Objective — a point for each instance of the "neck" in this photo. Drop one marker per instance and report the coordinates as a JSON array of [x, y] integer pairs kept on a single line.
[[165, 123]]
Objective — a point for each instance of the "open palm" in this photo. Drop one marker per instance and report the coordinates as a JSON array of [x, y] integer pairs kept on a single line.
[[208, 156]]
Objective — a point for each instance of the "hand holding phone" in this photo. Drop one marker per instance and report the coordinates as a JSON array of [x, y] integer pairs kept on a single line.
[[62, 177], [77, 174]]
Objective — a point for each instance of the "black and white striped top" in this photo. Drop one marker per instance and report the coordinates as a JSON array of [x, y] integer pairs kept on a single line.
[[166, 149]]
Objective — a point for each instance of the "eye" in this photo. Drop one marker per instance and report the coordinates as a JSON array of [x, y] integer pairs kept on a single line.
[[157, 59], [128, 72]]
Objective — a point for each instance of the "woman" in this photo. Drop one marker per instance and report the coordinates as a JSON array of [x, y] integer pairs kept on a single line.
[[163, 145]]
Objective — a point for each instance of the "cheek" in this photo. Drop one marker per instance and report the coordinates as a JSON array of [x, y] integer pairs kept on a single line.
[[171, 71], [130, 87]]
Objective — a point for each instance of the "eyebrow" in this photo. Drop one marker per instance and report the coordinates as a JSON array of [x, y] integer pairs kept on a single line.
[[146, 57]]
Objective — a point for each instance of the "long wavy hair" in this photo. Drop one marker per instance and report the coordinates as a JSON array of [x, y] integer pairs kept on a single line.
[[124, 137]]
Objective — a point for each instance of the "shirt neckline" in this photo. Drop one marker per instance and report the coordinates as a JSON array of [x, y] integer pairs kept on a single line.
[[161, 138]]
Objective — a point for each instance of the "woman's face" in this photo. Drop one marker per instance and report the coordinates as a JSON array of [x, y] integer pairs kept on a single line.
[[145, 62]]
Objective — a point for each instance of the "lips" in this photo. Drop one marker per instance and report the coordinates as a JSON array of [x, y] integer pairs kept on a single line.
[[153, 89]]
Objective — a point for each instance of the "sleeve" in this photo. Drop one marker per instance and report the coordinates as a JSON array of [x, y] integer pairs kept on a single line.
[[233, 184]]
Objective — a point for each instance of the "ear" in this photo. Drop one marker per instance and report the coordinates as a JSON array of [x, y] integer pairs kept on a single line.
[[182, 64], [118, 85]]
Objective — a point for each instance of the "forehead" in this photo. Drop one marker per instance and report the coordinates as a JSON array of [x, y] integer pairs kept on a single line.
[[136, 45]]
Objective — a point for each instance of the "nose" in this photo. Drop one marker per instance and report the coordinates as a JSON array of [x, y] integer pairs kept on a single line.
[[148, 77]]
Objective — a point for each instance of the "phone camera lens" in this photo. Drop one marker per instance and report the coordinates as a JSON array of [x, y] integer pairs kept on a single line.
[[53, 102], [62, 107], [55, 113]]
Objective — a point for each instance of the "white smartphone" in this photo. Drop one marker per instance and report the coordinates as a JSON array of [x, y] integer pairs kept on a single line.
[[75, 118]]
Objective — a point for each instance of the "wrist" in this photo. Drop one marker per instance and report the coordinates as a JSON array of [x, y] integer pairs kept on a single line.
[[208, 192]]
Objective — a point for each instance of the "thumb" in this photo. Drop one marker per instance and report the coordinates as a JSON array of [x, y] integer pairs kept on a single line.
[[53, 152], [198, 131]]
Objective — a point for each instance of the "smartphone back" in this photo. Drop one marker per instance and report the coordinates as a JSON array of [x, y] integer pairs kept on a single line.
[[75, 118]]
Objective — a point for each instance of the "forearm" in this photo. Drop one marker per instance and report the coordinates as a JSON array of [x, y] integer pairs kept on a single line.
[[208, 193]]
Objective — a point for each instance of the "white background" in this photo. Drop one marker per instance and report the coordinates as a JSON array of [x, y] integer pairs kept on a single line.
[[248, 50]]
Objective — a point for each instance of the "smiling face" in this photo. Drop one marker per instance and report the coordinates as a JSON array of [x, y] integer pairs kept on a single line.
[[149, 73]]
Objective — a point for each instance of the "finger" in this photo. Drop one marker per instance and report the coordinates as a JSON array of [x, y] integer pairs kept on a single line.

---*---

*What you have to do*
Could you reproduce every record exactly as shown above?

*Answer box*
Objective — a point for each instance of the "neck" in this photo. Drop one marker per instance and report the coordinates as a JSON array of [x, y] integer pairs kept on a single line.
[[165, 123]]
Objective — a point for each instance of the "open palm" in this photo. Drop one marker per instance and report the coordinates as a JSON array of [x, y] integer pairs kept on a single line.
[[208, 156]]
Objective — a point for each instance of the "hand holding phone" in this photo. Drop one marker per instance and report the coordinates as a JSON array of [x, y] integer pairs kept on a single line.
[[62, 177], [77, 174]]
Objective — a point for each instance of the "black and white striped top" in this photo. Drop one marker per instance and report the coordinates as a JSON array of [x, y] integer pairs kept on a single line.
[[166, 149]]
Objective — a point for each instance of the "eye" in this photo. Drop one marker per instance and report the coordinates as a JSON array of [x, y] integer pairs kept on a single line.
[[157, 59], [128, 72]]
Objective — a point for each instance of the "woman" in this photo. Drop one marker per instance and report the coordinates as a JSON array of [x, y] integer pairs kept on a single line.
[[163, 145]]
Objective — a point for each instance of the "cheek" in this photo. Drop one marker per instance and report the coordinates as a JSON array of [x, y] integer pairs kept on a single line.
[[171, 71], [130, 87]]
Objective — a point for each instance of the "eyebrow" in this photo. Drop one marker per instance and report the coordinates as a JSON array of [x, y] integer pairs kept on a single line.
[[146, 57]]
Objective — a point for each instance of the "long wavy hair" in this photo. Drop one marker per instance and report the coordinates as a JSON array of [x, y] integer pairs kept on a single line.
[[124, 137]]
Objective — a point for each instance of the "shirt neckline" in this photo. Drop one marker per instance and report the coordinates as a JSON array of [x, y] integer pairs kept on a single line.
[[161, 138]]
Objective — a point for each instance of the "woman's face" in this photo. Drop one marker per instance and report the coordinates as a JSON array of [x, y] integer pairs kept on a single line.
[[145, 62]]
Objective — a point for each instance of the "lips" in this photo. Drop one marker per instance and report the coordinates as a JSON array of [x, y] integer pairs kept on a single line.
[[153, 89]]
Objective — a point for each instance of the "sleeve" in this photo. Drop one marker per instance and report the coordinates as a JSON array of [x, y] integer pairs kept on a single line.
[[233, 184]]
Objective — a point for each instance of the "ear" in this photo. Drop one marker per instance and report the coordinates as a JSON array of [x, y] integer pairs kept on a single line.
[[182, 64], [118, 85]]
Objective — a point for each instance of the "forehead" in this photo. Drop one marker per instance and report the coordinates as a JSON array of [x, y] integer pairs kept on a single line.
[[136, 45]]
Objective — a point for each instance of the "nose" in this photo. Drop one marker per instance and report the coordinates as a JSON array of [x, y] integer pairs kept on a single line.
[[148, 77]]
Objective — a point for each instance of the "phone camera lens" in this photo. Drop one marker per instance and report the coordinates as a JSON array of [x, y] integer pairs kept on a single line.
[[53, 102], [62, 107], [55, 113]]
Objective — a point for each instance of the "white smartphone" in this photo. Drop one marker per instance and report the coordinates as a JSON array of [x, y] integer pairs kept on a single line.
[[75, 118]]
Objective — a point for each instance of the "wrist" in this photo. Drop one marker per instance and report the coordinates as a JSON array of [x, y] integer pairs kept on a single line.
[[208, 192]]
Objective — a point for each instance of the "thumb" in this photo. Drop one marker per instance and report the coordinates as a JSON array of [x, y] integer pairs kept on a single line.
[[53, 152], [198, 131]]
Objective — a point for each instance of the "smartphone back" in this photo. Drop one marker per instance and report the coordinates as a JSON array of [x, y] integer pairs kept on a single line.
[[75, 118]]
Objective — a point for each instance of the "forearm" in this photo. Drop one marker per instance and report the coordinates as a JSON array of [x, y] integer pairs kept on a single line.
[[208, 193]]
Objective — a point for each instance of the "white background" in this photo. Drop one marker per instance and report the coordinates as a JSON array of [x, y] integer pairs kept on a single line.
[[248, 50]]
Objective — a point for each instance of the "smiling face" in this photo. Drop one marker per instance and report the coordinates as a JSON array of [x, y] integer pairs kept on a single line.
[[149, 73]]
Objective — a point for each instance of the "finger" in this photo. Drop one marker per instance and report the coordinates as a JSON array of [x, y] integer pairs kept on a single line.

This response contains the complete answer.